START DATA LISTING

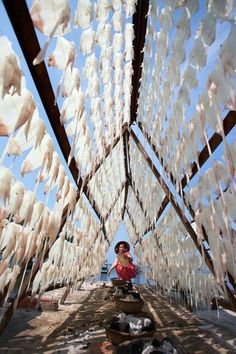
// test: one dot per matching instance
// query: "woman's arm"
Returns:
(128, 256)
(112, 267)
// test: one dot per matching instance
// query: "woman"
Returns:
(125, 269)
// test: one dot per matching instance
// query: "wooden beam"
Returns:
(24, 30)
(125, 199)
(28, 278)
(136, 193)
(108, 150)
(19, 16)
(127, 174)
(164, 204)
(132, 223)
(216, 139)
(140, 25)
(186, 223)
(114, 203)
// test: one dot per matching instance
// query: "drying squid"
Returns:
(11, 75)
(165, 18)
(63, 55)
(91, 66)
(130, 6)
(221, 89)
(207, 30)
(198, 55)
(84, 14)
(116, 4)
(4, 279)
(117, 42)
(183, 27)
(70, 105)
(53, 227)
(51, 17)
(227, 53)
(20, 142)
(25, 212)
(87, 41)
(220, 8)
(36, 214)
(16, 111)
(190, 77)
(117, 21)
(102, 10)
(129, 37)
(16, 197)
(104, 35)
(41, 156)
(178, 50)
(71, 81)
(6, 178)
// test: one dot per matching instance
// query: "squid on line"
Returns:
(11, 75)
(87, 41)
(63, 55)
(102, 10)
(15, 112)
(117, 21)
(52, 18)
(84, 14)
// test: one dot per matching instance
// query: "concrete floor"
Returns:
(83, 317)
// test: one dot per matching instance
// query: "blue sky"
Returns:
(29, 181)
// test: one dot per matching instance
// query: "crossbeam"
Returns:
(184, 220)
(216, 139)
(24, 30)
(140, 25)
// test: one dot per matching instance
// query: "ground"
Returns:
(79, 325)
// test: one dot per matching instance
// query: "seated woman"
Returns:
(125, 269)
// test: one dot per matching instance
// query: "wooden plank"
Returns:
(228, 124)
(125, 199)
(216, 139)
(114, 203)
(163, 205)
(184, 220)
(140, 25)
(108, 150)
(24, 30)
(136, 193)
(22, 24)
(28, 278)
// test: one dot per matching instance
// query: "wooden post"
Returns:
(29, 277)
(65, 294)
(182, 217)
(216, 139)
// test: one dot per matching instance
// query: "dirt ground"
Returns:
(79, 325)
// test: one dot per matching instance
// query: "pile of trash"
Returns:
(132, 324)
(148, 346)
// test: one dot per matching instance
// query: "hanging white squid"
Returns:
(117, 21)
(10, 73)
(84, 14)
(52, 18)
(87, 41)
(102, 10)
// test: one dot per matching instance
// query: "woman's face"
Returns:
(122, 248)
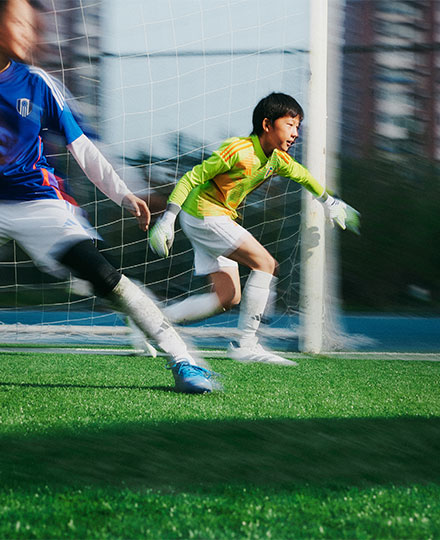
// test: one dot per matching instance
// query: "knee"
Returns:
(230, 300)
(268, 265)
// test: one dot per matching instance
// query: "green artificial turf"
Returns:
(102, 447)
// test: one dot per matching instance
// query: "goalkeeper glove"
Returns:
(341, 213)
(162, 234)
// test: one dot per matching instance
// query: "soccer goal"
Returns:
(160, 85)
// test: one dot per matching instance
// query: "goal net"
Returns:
(160, 85)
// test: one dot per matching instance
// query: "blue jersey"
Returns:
(30, 101)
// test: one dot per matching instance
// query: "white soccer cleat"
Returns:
(257, 354)
(139, 341)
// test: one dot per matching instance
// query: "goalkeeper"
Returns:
(206, 199)
(34, 210)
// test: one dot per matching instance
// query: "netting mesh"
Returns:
(159, 86)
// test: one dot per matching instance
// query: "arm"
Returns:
(336, 210)
(200, 174)
(162, 234)
(100, 172)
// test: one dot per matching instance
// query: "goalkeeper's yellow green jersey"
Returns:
(219, 184)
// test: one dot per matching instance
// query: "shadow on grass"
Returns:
(92, 386)
(278, 453)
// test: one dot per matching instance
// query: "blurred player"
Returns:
(206, 199)
(33, 211)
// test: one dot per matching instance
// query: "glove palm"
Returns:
(161, 236)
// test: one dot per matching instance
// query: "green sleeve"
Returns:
(200, 174)
(295, 171)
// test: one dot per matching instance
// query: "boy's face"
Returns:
(17, 32)
(280, 134)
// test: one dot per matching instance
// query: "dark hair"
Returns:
(273, 106)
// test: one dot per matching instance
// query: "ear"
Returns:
(267, 124)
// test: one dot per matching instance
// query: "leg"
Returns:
(225, 294)
(255, 297)
(87, 263)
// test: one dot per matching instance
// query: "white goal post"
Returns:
(161, 99)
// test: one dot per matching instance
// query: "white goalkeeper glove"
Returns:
(341, 213)
(161, 235)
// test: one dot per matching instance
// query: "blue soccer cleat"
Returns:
(189, 378)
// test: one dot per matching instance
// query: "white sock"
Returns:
(132, 301)
(255, 296)
(194, 308)
(270, 308)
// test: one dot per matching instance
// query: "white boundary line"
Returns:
(356, 355)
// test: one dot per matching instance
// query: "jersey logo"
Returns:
(24, 107)
(269, 172)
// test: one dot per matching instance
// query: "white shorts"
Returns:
(213, 238)
(44, 229)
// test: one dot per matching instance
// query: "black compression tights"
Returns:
(86, 262)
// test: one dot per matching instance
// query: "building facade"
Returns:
(391, 79)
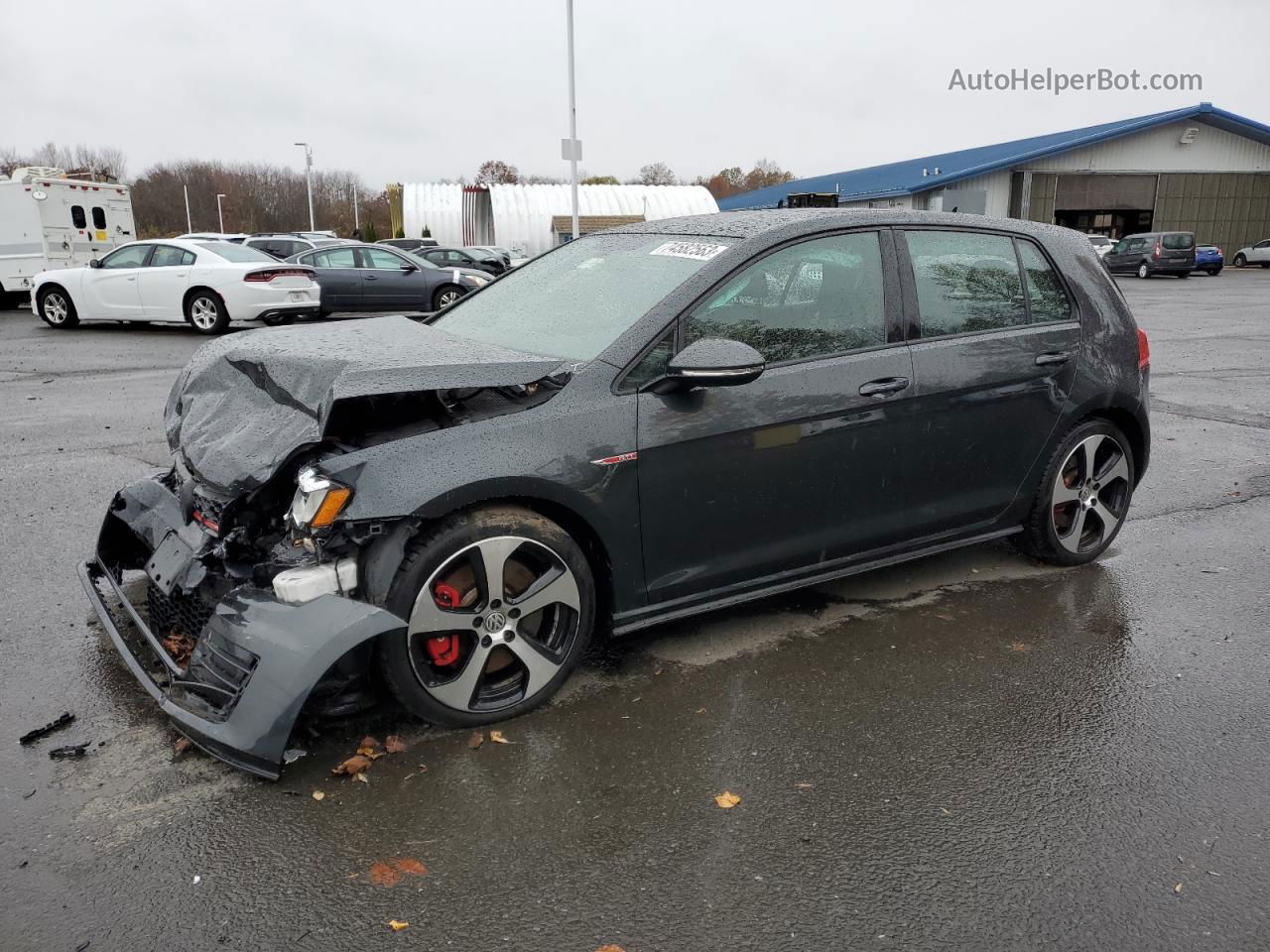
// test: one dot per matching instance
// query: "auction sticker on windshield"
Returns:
(697, 250)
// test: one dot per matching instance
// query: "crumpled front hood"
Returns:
(246, 403)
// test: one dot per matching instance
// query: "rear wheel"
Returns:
(204, 309)
(500, 606)
(1082, 498)
(56, 308)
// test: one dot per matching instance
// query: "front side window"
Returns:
(808, 299)
(1046, 294)
(965, 282)
(578, 299)
(128, 257)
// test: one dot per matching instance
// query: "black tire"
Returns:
(56, 307)
(440, 556)
(1040, 537)
(445, 295)
(206, 311)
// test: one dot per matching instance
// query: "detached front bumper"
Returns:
(255, 658)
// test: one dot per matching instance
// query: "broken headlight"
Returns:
(318, 500)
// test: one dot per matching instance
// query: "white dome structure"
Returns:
(520, 217)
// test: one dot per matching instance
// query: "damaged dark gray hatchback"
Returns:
(639, 425)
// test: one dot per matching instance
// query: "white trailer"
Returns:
(50, 221)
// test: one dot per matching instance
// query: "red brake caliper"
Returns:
(444, 649)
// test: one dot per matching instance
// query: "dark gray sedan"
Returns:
(377, 278)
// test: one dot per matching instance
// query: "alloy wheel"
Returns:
(55, 308)
(202, 312)
(494, 625)
(1091, 494)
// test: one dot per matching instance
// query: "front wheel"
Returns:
(500, 604)
(1082, 498)
(206, 312)
(56, 308)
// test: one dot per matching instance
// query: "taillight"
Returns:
(271, 273)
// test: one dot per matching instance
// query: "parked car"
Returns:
(465, 258)
(282, 245)
(377, 278)
(1254, 254)
(408, 244)
(1101, 244)
(653, 421)
(1207, 259)
(204, 284)
(1153, 253)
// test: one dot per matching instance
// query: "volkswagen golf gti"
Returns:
(639, 425)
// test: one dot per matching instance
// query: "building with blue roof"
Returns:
(1194, 169)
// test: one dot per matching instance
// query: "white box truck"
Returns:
(51, 221)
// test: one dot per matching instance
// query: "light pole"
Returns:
(574, 150)
(309, 181)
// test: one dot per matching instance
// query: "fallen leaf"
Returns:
(409, 865)
(384, 875)
(353, 766)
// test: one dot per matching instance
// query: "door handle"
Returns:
(1053, 358)
(883, 388)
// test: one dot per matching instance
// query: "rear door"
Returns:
(803, 466)
(994, 341)
(112, 290)
(164, 281)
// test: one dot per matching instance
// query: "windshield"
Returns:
(575, 301)
(235, 253)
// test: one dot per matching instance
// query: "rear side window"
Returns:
(808, 299)
(1046, 294)
(965, 282)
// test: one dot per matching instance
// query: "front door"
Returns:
(112, 290)
(389, 281)
(802, 467)
(993, 361)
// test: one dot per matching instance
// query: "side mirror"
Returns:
(712, 362)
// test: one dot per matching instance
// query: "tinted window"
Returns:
(965, 282)
(235, 253)
(381, 259)
(168, 257)
(127, 257)
(1044, 290)
(813, 298)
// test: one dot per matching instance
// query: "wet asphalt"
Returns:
(962, 753)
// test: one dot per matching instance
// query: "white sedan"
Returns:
(204, 284)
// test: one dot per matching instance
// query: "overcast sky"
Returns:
(416, 91)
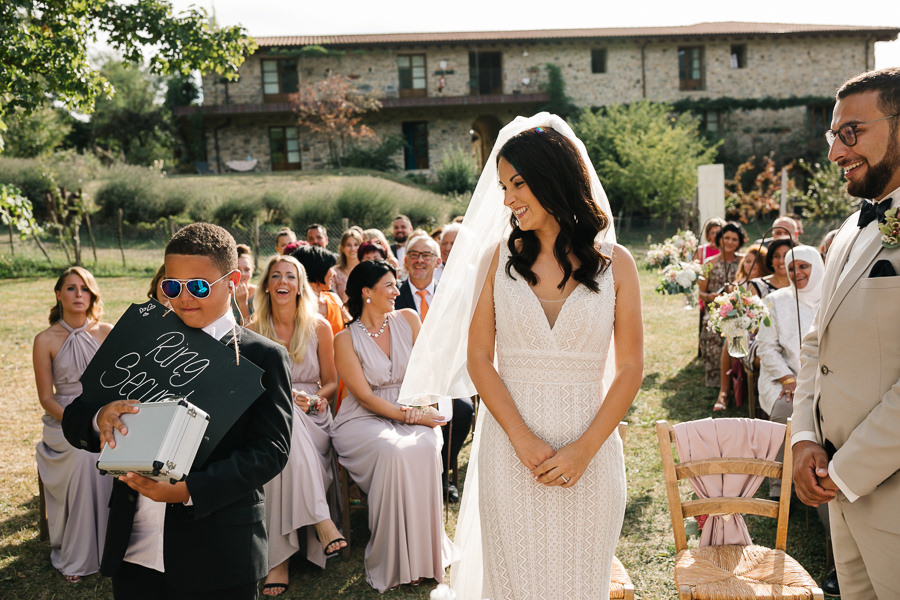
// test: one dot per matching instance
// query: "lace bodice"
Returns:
(572, 352)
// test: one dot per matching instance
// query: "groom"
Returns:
(847, 406)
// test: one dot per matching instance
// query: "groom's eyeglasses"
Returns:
(198, 288)
(847, 133)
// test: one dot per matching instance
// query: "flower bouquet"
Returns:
(734, 315)
(680, 278)
(680, 247)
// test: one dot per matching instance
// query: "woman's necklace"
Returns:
(376, 334)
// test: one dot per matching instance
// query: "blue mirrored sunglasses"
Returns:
(198, 288)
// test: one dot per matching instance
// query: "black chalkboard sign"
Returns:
(151, 355)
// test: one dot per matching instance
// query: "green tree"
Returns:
(333, 109)
(133, 125)
(45, 45)
(35, 134)
(826, 196)
(646, 157)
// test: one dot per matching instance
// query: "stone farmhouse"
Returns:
(758, 86)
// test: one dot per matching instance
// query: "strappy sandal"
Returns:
(339, 548)
(281, 587)
(721, 402)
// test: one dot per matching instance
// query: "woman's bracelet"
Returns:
(516, 428)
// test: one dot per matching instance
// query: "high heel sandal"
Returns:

END DATA LISTING

#### [TASK DETAILS]
Show every line of the entries above where the word "glove" occurs.

#### [SOLUTION FOR THIS EXERCISE]
// query: "goalkeeper glove"
// query: "glove palm"
// query: "white goalkeeper glove"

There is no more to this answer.